# [EXTRACTED MATERIAL]
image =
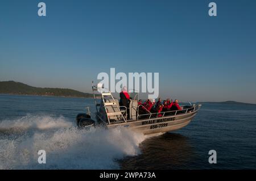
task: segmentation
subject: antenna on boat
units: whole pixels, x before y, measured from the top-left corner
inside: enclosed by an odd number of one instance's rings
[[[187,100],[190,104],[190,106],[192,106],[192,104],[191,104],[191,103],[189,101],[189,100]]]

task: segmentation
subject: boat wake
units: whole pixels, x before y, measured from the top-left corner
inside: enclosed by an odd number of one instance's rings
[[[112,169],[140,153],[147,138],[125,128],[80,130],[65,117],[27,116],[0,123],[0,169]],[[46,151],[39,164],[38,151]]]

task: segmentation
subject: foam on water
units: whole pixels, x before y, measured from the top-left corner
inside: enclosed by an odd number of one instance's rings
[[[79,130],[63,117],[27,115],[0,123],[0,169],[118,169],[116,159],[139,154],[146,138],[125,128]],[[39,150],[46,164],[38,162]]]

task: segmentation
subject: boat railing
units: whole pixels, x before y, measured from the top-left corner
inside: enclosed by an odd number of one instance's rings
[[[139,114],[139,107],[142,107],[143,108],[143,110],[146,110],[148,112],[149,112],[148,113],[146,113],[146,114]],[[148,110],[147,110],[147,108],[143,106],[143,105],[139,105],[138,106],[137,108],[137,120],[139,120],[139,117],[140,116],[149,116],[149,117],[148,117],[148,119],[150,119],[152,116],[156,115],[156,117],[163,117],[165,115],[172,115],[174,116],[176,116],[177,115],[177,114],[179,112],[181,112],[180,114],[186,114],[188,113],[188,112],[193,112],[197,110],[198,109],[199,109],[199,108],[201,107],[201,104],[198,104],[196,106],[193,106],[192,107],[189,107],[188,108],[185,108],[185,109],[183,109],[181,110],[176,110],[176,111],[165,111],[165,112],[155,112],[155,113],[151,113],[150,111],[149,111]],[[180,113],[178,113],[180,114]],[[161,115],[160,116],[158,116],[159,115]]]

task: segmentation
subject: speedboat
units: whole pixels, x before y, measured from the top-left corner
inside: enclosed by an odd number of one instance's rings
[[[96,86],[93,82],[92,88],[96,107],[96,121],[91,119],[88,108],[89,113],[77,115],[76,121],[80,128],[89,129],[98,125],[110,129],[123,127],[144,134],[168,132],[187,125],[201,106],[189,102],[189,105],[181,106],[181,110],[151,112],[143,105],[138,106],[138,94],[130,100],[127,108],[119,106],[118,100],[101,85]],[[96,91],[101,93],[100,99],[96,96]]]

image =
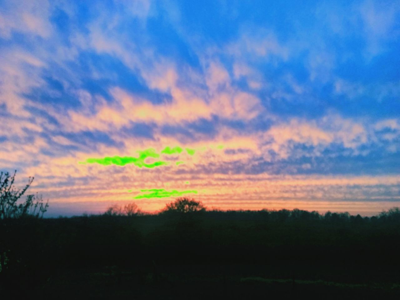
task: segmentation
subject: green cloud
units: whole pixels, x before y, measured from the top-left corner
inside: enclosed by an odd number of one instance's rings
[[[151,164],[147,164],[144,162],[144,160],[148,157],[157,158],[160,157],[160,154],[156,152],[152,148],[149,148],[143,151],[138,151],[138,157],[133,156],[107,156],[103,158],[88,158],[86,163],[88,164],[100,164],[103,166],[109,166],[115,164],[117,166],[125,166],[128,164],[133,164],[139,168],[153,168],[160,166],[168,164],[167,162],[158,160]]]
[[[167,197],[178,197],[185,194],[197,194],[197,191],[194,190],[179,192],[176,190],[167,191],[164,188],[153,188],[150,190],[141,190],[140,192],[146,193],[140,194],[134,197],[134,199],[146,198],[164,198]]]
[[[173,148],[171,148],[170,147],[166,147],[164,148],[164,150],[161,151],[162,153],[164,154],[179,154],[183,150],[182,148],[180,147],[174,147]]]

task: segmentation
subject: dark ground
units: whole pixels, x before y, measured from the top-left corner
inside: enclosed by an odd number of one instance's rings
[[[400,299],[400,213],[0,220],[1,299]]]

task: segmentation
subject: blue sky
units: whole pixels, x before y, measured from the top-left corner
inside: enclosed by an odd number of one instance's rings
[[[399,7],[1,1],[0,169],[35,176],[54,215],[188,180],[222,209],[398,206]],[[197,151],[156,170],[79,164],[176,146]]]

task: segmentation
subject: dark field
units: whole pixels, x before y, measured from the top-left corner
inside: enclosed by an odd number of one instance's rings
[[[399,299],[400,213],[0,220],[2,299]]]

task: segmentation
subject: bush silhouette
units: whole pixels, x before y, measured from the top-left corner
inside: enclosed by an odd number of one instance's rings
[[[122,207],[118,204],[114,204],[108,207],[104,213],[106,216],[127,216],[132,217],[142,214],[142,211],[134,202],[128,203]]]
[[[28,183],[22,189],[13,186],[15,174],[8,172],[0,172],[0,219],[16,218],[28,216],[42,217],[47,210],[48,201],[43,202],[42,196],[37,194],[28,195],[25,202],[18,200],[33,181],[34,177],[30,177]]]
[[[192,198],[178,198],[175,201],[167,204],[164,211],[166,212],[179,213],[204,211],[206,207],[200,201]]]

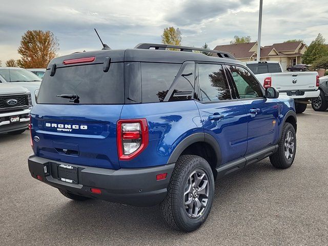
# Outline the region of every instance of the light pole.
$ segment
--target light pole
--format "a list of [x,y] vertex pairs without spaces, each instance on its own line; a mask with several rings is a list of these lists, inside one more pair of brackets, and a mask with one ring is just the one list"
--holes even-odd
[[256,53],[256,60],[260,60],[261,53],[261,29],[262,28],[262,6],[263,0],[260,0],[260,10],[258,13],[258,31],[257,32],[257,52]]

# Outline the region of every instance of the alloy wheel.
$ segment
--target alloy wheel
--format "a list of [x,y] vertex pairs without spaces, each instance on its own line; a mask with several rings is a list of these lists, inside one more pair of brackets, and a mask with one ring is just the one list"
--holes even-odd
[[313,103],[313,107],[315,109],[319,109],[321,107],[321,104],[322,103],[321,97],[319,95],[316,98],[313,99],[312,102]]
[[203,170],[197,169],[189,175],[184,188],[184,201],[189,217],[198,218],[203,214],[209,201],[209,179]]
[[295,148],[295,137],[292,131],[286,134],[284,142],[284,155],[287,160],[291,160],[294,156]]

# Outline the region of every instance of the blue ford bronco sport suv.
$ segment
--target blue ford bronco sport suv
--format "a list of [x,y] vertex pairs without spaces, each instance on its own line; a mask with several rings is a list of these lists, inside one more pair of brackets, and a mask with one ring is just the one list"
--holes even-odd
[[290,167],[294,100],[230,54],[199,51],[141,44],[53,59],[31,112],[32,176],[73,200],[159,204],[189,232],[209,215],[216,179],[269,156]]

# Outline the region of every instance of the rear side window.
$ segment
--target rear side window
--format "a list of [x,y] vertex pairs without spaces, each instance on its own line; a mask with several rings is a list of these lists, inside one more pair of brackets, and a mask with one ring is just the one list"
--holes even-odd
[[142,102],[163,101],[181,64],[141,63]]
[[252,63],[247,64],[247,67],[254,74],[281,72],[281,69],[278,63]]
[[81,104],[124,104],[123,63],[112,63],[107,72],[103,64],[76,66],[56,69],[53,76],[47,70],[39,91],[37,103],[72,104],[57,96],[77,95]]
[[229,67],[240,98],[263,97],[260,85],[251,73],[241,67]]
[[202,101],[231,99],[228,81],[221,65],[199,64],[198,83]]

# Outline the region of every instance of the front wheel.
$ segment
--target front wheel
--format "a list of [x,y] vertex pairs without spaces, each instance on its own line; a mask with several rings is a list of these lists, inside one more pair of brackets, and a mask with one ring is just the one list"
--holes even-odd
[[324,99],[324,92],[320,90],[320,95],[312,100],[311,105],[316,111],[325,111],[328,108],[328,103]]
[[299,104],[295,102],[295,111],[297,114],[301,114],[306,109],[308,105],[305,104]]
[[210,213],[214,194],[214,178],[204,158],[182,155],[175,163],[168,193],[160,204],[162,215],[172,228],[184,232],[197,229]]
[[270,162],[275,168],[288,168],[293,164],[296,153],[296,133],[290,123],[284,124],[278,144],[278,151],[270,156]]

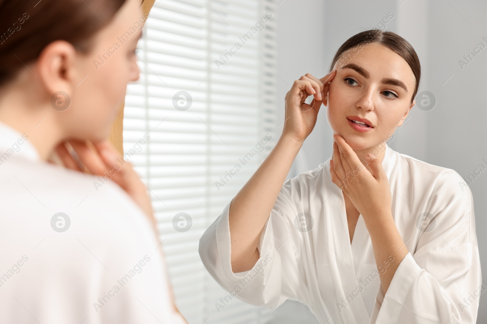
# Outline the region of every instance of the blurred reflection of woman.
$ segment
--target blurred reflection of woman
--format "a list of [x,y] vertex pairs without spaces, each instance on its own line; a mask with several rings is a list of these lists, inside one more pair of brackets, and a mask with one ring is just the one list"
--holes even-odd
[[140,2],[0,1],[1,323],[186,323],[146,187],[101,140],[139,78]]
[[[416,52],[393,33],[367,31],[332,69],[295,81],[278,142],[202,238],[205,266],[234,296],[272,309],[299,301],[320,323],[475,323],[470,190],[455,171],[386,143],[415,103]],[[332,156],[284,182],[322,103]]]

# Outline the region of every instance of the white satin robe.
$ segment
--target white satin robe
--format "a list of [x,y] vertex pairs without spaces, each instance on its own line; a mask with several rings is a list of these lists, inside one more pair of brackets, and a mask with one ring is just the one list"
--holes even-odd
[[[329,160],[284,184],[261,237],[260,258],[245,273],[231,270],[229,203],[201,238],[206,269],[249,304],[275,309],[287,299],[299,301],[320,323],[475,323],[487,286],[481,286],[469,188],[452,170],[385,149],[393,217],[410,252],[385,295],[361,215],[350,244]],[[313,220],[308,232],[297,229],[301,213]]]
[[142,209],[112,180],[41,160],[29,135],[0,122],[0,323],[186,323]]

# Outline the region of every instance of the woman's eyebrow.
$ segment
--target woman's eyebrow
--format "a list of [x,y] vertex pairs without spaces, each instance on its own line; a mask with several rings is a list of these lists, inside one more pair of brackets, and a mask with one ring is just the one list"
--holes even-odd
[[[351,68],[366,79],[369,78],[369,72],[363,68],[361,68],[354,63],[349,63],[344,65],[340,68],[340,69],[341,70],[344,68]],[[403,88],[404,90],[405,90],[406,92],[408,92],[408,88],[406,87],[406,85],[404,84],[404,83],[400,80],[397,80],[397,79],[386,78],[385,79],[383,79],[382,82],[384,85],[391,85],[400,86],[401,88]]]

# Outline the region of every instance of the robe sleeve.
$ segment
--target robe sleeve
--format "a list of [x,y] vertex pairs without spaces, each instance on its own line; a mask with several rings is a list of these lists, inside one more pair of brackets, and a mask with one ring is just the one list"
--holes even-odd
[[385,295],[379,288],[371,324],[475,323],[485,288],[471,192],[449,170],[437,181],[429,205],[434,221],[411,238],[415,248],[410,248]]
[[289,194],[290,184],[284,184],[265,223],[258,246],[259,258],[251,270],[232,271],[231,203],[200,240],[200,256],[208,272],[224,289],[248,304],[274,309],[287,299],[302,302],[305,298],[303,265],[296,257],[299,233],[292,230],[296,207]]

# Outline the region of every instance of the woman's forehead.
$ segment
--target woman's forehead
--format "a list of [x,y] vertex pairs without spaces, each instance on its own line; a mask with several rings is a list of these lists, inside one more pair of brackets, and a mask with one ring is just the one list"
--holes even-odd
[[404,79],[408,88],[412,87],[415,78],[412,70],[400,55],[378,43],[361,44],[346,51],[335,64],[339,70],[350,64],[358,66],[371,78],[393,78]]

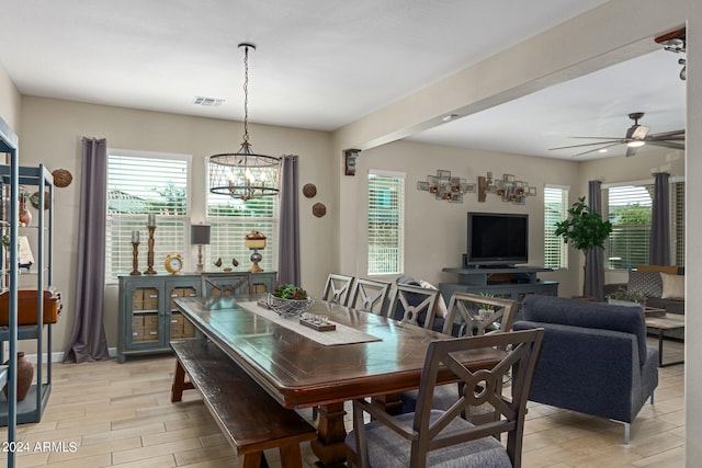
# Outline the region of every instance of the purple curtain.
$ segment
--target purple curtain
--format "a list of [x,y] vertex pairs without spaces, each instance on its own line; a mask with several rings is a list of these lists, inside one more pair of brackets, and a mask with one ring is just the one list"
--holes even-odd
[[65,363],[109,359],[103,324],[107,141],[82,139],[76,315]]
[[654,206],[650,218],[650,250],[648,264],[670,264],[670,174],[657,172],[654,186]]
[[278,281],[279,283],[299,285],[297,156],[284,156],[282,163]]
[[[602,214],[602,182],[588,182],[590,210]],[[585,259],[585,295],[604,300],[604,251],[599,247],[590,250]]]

# [EXERCISE]
Reproduce the lines of the listing above, starting at the line containing "# Outline the region of every instance of the front" and ending at the line containing "--target front wheel", with "front" replaced by "rear" and everything else left unchanged.

# [EXERCISE RESPONSE]
# Outline the region of every instance of the rear wheel.
$ segment
--target rear wheel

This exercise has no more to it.